Задания -
**A)** Ответьте по приведенному отрывку на вопросы:
(i) В какой рынок поехали рассказчик и Василий?
(ii) Сколько целковых отсчитали и положили в мешок?
(iii) Не ранее какого числа Полонский велел к нему явиться?
**B)** Замените в отрывке «купец» на «лавочник» и приведите заново все, начиная с «Я обрадовался, и» и вниз до «поступить для приготовления в Институт путей сообщения.».
**C)** Определите, соответствуют ли отрывку следующие утверждения. На каждое ответьте «да» или «нет» и приведите решающие слова текста:
(i) Рассказчик поступил к Полонскому в начале января 1840 г.
(ii) На экзамене требовалось сдавать латынь.
(iii) До экзамена оставалось полгода.

Подбежав ко мне, Василий сказал: ‘Поедемте, барин, сейчас со мною’. Вероятно, он побоялся приехать с деньгами обратно в дом, чтобы их не перехватили от него на другой половине.
Я обрадовался, и мы покатили с Васильем на его лошади в Никольский рынок. Там мы вошли в большую мясную лавку. Оказалось, что хозяин был арендатором каких-то угодий на даче. Василий потребовал уплаты денег, купец стал мяться и говорить, что отдаст после праздников, но Василий — подобно тому как Иван Иванович был возбужден твердым и сильным словом Белинского, был возбужден только что бывшей с ним передрягой,— настоятельно потребовал деньги сейчас же. Делать было нечего, купец открыл ящик и стал выкладывать целковые. Когда отсчитали четыреста целковых и положили их в мешок, Василий передал его мне. Я не поехал домой и, хотя было уже девять часов, попросил Василия свезти меня прямо к профессору Полонскому, к которому я должен был поступить для приготовления в Институт путей сообщения.
Приехав к Полонскому, я отдал ему деньги, объяснив причину, почему я не явился к нему раньше, и сказал, что завтра перееду к нему. Но дело было перед праздником Рождества, и потому Полонский велел явиться к нему не ранее 7-го января.
Так-то я вышел из мучительного, отчаянного положения благодаря благородной энергии Белинского и тому могучему влиянию, которое он имел на окружающих людей. Не спаси меня Белинский в самый крайний момент, вся моя будущность могла бы быть очень плачевна. Всю жизнь я не забывал этого и теперь вспоминаю о том с великою благодарностью, любовью и уважением к этому человеку.
Таким образом, я поступил к профессору, полковнику Полонскому только в начале января 1840 г. для приготовления в Институт путей сообщения. До экзамена оставалось всего три с половиной месяца, а надо было держать такой экзамен, какой требовался для поступления в университет, за исключением латыни и с тою разницею, что экзамен из математики был особенно строг.

Содержимое набора данных -
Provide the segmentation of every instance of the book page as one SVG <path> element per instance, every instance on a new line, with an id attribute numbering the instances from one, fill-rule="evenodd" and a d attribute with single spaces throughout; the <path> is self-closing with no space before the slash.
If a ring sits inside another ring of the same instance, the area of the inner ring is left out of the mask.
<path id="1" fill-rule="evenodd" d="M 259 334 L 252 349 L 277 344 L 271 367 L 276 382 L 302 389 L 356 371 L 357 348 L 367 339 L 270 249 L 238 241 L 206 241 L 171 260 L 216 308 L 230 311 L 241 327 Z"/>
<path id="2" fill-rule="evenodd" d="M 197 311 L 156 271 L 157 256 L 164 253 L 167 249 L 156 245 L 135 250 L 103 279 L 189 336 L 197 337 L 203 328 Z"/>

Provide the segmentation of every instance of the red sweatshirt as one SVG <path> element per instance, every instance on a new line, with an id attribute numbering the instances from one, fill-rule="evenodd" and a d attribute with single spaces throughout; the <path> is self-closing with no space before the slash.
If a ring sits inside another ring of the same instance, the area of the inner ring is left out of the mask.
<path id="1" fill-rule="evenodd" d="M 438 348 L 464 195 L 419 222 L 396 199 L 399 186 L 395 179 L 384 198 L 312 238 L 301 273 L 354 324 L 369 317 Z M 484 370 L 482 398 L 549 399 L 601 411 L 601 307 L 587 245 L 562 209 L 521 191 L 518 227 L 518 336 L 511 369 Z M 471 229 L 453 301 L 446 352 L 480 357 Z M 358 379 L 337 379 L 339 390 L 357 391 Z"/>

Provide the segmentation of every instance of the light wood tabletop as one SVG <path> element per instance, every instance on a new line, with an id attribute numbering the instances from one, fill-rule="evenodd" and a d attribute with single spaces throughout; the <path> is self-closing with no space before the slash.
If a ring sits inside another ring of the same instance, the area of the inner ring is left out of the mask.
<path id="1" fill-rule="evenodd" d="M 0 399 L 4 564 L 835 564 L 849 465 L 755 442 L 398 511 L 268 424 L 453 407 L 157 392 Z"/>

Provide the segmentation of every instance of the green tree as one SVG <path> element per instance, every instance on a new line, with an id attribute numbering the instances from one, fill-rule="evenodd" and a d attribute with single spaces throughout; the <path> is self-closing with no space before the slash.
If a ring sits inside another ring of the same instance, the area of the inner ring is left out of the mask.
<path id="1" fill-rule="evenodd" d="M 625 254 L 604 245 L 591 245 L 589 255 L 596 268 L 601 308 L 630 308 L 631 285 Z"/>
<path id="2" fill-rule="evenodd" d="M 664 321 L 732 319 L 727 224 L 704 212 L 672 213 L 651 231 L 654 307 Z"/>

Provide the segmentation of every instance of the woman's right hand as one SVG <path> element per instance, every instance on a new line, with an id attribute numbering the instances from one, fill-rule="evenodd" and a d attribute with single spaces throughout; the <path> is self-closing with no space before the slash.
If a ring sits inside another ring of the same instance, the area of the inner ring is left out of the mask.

Полные решения -
**A)**
(i) В Никольский рынок.
(ii) Четыреста целковых.
(iii) Не ранее 7-го января.

**B)**
Я обрадовался, и мы покатили с Васильем на его лошади в Никольский рынок. Там мы вошли в большую мясную лавку. Оказалось, что хозяин был арендатором каких-то угодий на даче. Василий потребовал уплаты денег, лавочник стал мяться и говорить, что отдаст после праздников, но Василий — подобно тому как Иван Иванович был возбужден твердым и сильным словом Белинского, был возбужден только что бывшей с ним передрягой,— настоятельно потребовал деньги сейчас же. Делать было нечего, лавочник открыл ящик и стал выкладывать целковые. Когда отсчитали четыреста целковых и положили их в мешок, Василий передал его мне. Я не поехал домой и, хотя было уже девять часов, попросил Василия свезти меня прямо к профессору Полонскому, к которому я должен был поступить для приготовления в Институт путей сообщения.

**C)**
(i) Да: «я поступил к профессору, полковнику Полонскому только в начале января 1840 г.»
(ii) Нет: «за исключением латыни»
(iii) Нет: «До экзамена оставалось всего три с половиной месяца»